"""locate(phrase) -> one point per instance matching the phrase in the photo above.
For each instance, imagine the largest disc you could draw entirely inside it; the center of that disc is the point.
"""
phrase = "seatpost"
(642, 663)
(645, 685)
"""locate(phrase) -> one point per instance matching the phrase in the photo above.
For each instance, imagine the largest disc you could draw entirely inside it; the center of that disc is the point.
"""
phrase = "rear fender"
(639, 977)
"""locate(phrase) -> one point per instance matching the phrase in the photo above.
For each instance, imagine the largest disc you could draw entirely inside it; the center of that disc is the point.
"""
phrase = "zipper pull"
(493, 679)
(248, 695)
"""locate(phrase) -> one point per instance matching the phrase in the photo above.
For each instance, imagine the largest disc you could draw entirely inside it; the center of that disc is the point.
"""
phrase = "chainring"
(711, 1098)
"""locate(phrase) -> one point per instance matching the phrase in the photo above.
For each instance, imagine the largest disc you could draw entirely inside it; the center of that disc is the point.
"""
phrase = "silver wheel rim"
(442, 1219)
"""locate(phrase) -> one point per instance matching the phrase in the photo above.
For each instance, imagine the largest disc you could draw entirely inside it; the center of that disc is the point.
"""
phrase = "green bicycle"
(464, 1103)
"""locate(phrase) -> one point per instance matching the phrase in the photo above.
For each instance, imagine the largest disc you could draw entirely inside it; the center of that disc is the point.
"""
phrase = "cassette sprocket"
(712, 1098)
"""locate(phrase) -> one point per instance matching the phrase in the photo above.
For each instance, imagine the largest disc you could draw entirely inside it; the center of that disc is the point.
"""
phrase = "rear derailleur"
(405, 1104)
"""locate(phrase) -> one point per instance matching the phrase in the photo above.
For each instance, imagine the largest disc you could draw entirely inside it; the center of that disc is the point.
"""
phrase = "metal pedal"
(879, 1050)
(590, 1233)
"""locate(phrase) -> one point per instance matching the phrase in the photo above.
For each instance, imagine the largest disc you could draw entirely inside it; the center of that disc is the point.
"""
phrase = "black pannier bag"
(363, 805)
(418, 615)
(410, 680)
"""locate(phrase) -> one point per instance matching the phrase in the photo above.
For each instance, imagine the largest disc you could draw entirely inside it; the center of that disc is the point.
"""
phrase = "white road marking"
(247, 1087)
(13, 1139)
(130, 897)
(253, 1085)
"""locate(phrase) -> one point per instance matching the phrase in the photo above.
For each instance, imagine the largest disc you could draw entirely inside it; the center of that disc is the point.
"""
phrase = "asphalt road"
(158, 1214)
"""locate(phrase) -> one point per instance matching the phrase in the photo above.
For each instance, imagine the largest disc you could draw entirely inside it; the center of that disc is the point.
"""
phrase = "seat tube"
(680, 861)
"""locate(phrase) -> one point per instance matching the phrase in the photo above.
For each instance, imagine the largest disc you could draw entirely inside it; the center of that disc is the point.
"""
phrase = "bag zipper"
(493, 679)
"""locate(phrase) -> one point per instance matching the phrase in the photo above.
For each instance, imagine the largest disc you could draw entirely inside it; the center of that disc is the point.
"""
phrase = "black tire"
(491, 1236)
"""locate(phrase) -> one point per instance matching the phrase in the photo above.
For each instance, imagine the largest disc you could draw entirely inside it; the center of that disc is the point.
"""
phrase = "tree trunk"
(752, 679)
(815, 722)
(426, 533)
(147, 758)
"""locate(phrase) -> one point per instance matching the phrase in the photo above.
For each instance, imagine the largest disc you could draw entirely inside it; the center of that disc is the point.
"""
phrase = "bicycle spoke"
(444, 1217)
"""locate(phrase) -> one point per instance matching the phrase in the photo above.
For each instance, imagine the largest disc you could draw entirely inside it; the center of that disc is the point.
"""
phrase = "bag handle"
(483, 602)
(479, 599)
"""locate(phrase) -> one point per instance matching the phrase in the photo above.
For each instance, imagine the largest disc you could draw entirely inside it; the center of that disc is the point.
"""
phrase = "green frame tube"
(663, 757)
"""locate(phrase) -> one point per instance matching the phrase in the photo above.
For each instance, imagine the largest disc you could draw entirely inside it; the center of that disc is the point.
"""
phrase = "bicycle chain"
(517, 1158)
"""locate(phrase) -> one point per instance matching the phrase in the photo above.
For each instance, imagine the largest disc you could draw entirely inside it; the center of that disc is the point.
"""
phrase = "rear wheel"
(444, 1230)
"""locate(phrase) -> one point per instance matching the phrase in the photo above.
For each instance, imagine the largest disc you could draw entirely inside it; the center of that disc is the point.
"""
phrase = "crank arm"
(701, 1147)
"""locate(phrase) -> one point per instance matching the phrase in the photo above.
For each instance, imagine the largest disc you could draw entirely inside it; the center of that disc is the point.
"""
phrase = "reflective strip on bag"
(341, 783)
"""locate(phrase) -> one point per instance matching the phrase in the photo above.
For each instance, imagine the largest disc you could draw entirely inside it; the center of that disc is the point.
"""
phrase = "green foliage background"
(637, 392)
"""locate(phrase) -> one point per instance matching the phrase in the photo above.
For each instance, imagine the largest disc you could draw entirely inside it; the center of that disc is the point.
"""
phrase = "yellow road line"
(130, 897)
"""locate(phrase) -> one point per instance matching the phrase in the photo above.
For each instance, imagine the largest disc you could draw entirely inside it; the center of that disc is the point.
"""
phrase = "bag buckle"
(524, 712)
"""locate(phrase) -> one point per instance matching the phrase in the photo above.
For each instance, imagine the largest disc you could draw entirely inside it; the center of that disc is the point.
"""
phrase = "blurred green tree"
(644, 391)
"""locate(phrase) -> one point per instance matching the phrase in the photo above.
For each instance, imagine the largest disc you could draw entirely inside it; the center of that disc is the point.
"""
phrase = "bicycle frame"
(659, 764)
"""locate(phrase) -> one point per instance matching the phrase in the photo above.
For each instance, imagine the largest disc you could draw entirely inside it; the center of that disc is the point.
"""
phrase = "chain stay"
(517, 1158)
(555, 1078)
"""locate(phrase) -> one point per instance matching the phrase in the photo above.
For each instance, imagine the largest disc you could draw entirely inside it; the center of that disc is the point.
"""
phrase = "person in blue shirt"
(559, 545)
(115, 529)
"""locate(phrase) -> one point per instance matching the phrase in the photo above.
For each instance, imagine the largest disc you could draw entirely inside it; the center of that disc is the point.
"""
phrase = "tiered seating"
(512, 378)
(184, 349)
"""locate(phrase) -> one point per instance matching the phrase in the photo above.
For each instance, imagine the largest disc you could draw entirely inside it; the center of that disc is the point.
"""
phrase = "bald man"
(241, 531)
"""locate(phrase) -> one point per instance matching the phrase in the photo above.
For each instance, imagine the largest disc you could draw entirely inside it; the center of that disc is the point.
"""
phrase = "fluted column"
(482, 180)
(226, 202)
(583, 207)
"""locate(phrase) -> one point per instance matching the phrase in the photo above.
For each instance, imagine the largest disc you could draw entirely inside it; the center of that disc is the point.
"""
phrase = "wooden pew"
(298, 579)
————————
_What needs to be done_.
All of the material needs to be reproduced exactly as it reads.

_Problem solution_.
"""locate(phrase) -> one point per instance matching the phrase in the photo above.
For each instance, imagine the largest disc you could draw entirely inside it; the center of that disc is the point.
"""
phrase = "seatpost"
(642, 663)
(645, 685)
"""locate(phrase) -> one point per instance matching the phrase in the photo above.
For each instance, imagine the largest disc you could draw entirely inside it; the center of that disc is the point.
"""
phrase = "rear fender"
(639, 977)
"""locate(phrase) -> one point per instance matching the phrase in the photo above.
For each instance, imagine the largest disc you could draw entirely inside it; the center of that disc is the point.
"""
phrase = "zipper pull"
(493, 679)
(248, 695)
"""locate(phrase) -> one point per instance matching the phrase in the photo above.
For each instance, imagine the largest disc you could draw entirely inside it; the center of that disc is the point.
"""
phrase = "chainring"
(711, 1098)
"""locate(phrase) -> one point per instance matching the phrase in the photo above.
For each instance, imagine the largest disc you could draw entirely inside it; the center of that disc is the point.
"""
phrase = "silver wheel rim"
(442, 1219)
"""locate(phrase) -> one point per instance matching the phrase in the photo above.
For each instance, imagine the largest disc you could draw entirely inside it; the center of that disc is the point.
"""
phrase = "green bicycle"
(464, 1103)
"""locate(phrase) -> one point per instance matching the phrase in the photo above.
For each instance, imagine the largest disc you could draw entirely inside it; the center of that disc is the point.
"""
phrase = "cassette sprocket"
(712, 1098)
"""locate(phrase) -> one point per instance matching the phrase in the photo above.
For each instance, imagine the largest disc you could draw entirely inside it; the center of that disc is the point.
"""
phrase = "rear derailleur"
(405, 1104)
"""locate(phrase) -> one point per instance matching the phrase in the photo above.
For each instance, imagine the largest disc you could draw entirely inside it; the center of that disc is the point.
"""
phrase = "metal pedal"
(879, 1050)
(590, 1233)
"""locate(phrase) -> one point per instance matching the phrase in the photo above.
For each instance, imagine the largest disc you could draw entirely inside it; the center of that disc is the point.
"""
phrase = "black pannier bag"
(363, 805)
(418, 615)
(410, 680)
"""locate(phrase) -> one point per instance matching the phrase in the photo above.
For each instance, imagine the largest disc you could draw entirely inside it; the center of that disc is the point.
"""
phrase = "white road marking"
(247, 1087)
(13, 1139)
(130, 897)
(253, 1085)
"""locate(phrase) -> one point per instance matching the phrase in the photo above.
For each instance, imagine the largest disc you could draw entirely inside it; the center of that disc is the point.
"""
phrase = "asphalt road"
(158, 1214)
"""locate(phrase) -> one point per instance matching the phrase in the photo above.
For each instance, imagine the largest disc you could draw entirely inside it; the center of that disc is the point.
"""
phrase = "seat tube"
(680, 861)
"""locate(phrase) -> one point per instance matching the phrase in the photo above.
For each instance, imagine the largest disc you could draw entirely inside it; the center of that disc is the point.
"""
phrase = "bag zipper"
(493, 679)
"""locate(phrase) -> one point per instance matching the phrase in the photo above.
For each instance, imagine the largest disc you could draw entirely inside it; the center of that disc is the point.
"""
phrase = "black tire"
(491, 1236)
"""locate(phrase) -> one point per instance matching the phrase in the photo above.
For each instance, imagine the largest disc you could draw entirely inside it; the center of that disc is the point.
"""
phrase = "tree trunk"
(752, 679)
(815, 722)
(426, 533)
(147, 758)
"""locate(phrase) -> one point per instance matching the phrase in the photo above.
For each instance, imagine the largest disc you could draw entirely inside it; the center of that disc is the point.
"""
phrase = "bicycle spoke"
(444, 1217)
"""locate(phrase) -> one point per instance matching the phrase in the photo above.
For each instance, imagine the largest disc you could draw entirely inside it; the center of that disc is the point.
"""
phrase = "bag handle"
(483, 602)
(479, 599)
"""locate(phrase) -> one point per instance matching the phrase in the photo above.
For each instance, imagine the largest disc you could draw entirely inside it; the center of that disc is the point.
"""
phrase = "green frame tube"
(663, 757)
"""locate(phrase) -> one point per instance matching the phrase in the photo above.
For each instance, imagine the largest disc you could draw entirely inside it; the center of that disc is the point.
"""
phrase = "bicycle chain"
(517, 1158)
"""locate(phrase) -> one point per instance matching the phrase in the photo above.
For each instance, imagine the largest disc you could draw entirely inside it; the center of that disc is the point.
"""
phrase = "rear wheel"
(444, 1230)
"""locate(phrase) -> one point per instance matching the phrase in the photo above.
For each instance, imagine the largest disc you could draw entirely inside it; the center of that disc is the point.
"""
phrase = "crank arm"
(701, 1147)
"""locate(phrase) -> one point per instance matching the phrase in the photo above.
For each instance, imagine the largest disc you could draw entirely inside it; the center of that disc is the point.
"""
phrase = "reflective strip on bag"
(341, 783)
"""locate(phrase) -> one point per instance matching the phrase in the photo above.
For each instance, imagine the largest disc you could draw entirely inside it; the center of that disc is the point.
"""
phrase = "green foliage background"
(637, 392)
"""locate(phrase) -> one point per instance matching the phrase in the photo above.
For each instance, imagine the largest disc you could draw entirely inside it; the center of that disc is the point.
"""
phrase = "yellow road line"
(130, 897)
"""locate(phrase) -> one point per instance matching the phrase in the photo above.
For each instance, imagine the largest disc you could draw entirely inside it; the center of that disc is the point.
"""
phrase = "bag buckle"
(524, 712)
"""locate(phrase) -> one point per instance matching the phrase in the photo above.
For each instance, imagine the largest disc you could draw entirely inside it; the center of that disc is the point.
"""
phrase = "blurred green tree"
(644, 391)
"""locate(phrase) -> one point per instance matching the phrase in the photo above.
For each instance, imagine the largest disc you could draw entirely inside it; the center of that disc is the point.
"""
phrase = "bicycle frame"
(659, 764)
"""locate(phrase) -> one point per instance matching the phrase in the photo above.
For each instance, imagine the largest disc you could draw entirely inside it; the center of that disc is the point.
"""
phrase = "chain stay"
(517, 1158)
(555, 1078)
"""locate(phrase) -> one point per instance matching the phrase in the photo above.
For each instance, imagine the largest disc you could draw entirely inside it; the center of that disc is the point.
"""
phrase = "person in blue shirt"
(559, 545)
(115, 529)
"""locate(phrase) -> one point per instance matching the phrase in the photo above.
For each instance, imagine the largest disc you could draw entirely inside it; the center of that disc is the point.
"""
phrase = "tiered seating"
(512, 378)
(184, 349)
"""locate(phrase) -> one point per instance matching the phrase in the photo above.
For each instance, imagine the largest disc you could draw entirely inside it; the center of that disc is the point.
"""
phrase = "bald man"
(241, 531)
"""locate(phrase) -> one point per instance matching the phrase in the photo above.
For each instance, imagine the largest disc you could draw entirely inside it; the center of that disc is the point.
"""
phrase = "fluted column"
(482, 180)
(226, 202)
(583, 207)
"""locate(phrase) -> one point per instance matching the phrase in the photo above.
For each instance, imagine the largest disc you could draw entirely inside it; the center of that disc is the point.
"""
phrase = "wooden pew"
(298, 579)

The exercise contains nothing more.